- [Work request A]:
What sources does the Taylor Swift data write-up name for its data?
- [Work request B]:
Retype part of the Taylor Swift data write-up. Begin at the words "Step 1: Data" and stop after the words "the Spotify API.".
- [Work request C]:
Using the Taylor Swift data write-up, decide whether each statement agrees with it. Answer yes or no and quote the words that settle it. (i) The write-up was published on October 18, 2023. (ii) The data is read from a local file. (iii) The gganimate library is loaded for animation.

Dancing Through the Years: A Data-Driven Look at Taylor Swift’s Music

Looking at the W. Jake Thompson’s curated data-set of Taylor Swift songs as a part of #TidyTuesday (Oct 10, 2023)

#TidyTuesday
Author

Aditya Dahiya

Published

October 18, 2023

Step 1: Data Import

Getting the data from TidyTuesday Retrieve the data originally from the taylor R package from W. Jake Thompson is a curated data set of Taylor Swift songs, including lyrics and audio characteristics. The data comes from Genius and the Spotify API.

Code
library(tidyverse)       # Data Wrangling and Visualization
library(visdat)          # View data in Exploratory Data Analysis
library(gganimate)       # For animation
library(transformr)      # to smoothly animate polygons and paths

# Using Option 2: Read data directly from GitHub

taylor_album_songs <- readr::read_csv('https://raw.githubusercontent.com/rfordatascience/tidytuesday/master/data/2023/2023-10-17/taylor_album_songs.csv')
taylor_all_songs <- readr::read_csv('https://raw.githubusercontent.com/rfordatascience/tidytuesday/master/data/2023/2023-10-17/taylor_all_songs.csv')
taylor_albums <- readr::read_csv('https://raw.githubusercontent.com/rfordatascience/tidytuesday/master/data/2023/2023-10-17/taylor_albums.csv')

Step 2: Some Exploratory Data Analysis

Code
# Since all songs of Taylor Swift occur in taylor_all_songs, let us
# focus on that data set only for now
taylor_album_songs |> 
  anti_join(taylor_all_songs)

# Seeing the number of distinct values for each variable
taylor_all_songs |> 
  summarise(across(.cols = everything(),
                .fns = n_distinct)) |> 
  pivot_longer(cols = everything(),
               names_to = "Variable",
               values_to = "n_distinct")

Using a popular function vis_dat() to see the structure of the data: –

Code
# Vis_dat the data
taylor_all_songs |> 
  vis_dat()

And, seeing the change in different song characteristics over time: –

Code
# We see the patterns over time for different variables of her 
# songs to see any distinct patterns
taylor_all_songs |>
  select(album_name, track_name, track_release,
         danceability:duration_ms) |> 
  pivot_longer(cols = -c(album_name, track_name, track_release),
               names_to = "indicator",
               values_to = "value") |> 
  ggplot(aes(x = track_release,
             y = value)) +
  geom_point() +
  geom_smooth() +
  facet_wrap(~ indicator, scales = "free") +
  theme_classic()

- [Information shown]:

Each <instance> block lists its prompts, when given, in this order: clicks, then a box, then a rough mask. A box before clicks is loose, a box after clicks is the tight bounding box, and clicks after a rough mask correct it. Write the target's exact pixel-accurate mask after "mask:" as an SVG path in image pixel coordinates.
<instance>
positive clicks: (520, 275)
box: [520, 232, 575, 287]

- [Task answer A]:
Genius and the Spotify API.

- [Task answer B]:
Step 1: Data Import

Getting the data from TidyTuesday Retrieve the data originally from the taylor R package from W. Jake Thompson is a curated data set of Taylor Swift songs, including lyrics and audio characteristics. The data comes from Genius and the Spotify API.

- [Task answer C]:
(i) Yes: "October 18, 2023"
(ii) No: "Read data directly from GitHub"
(iii) Yes: "For animation"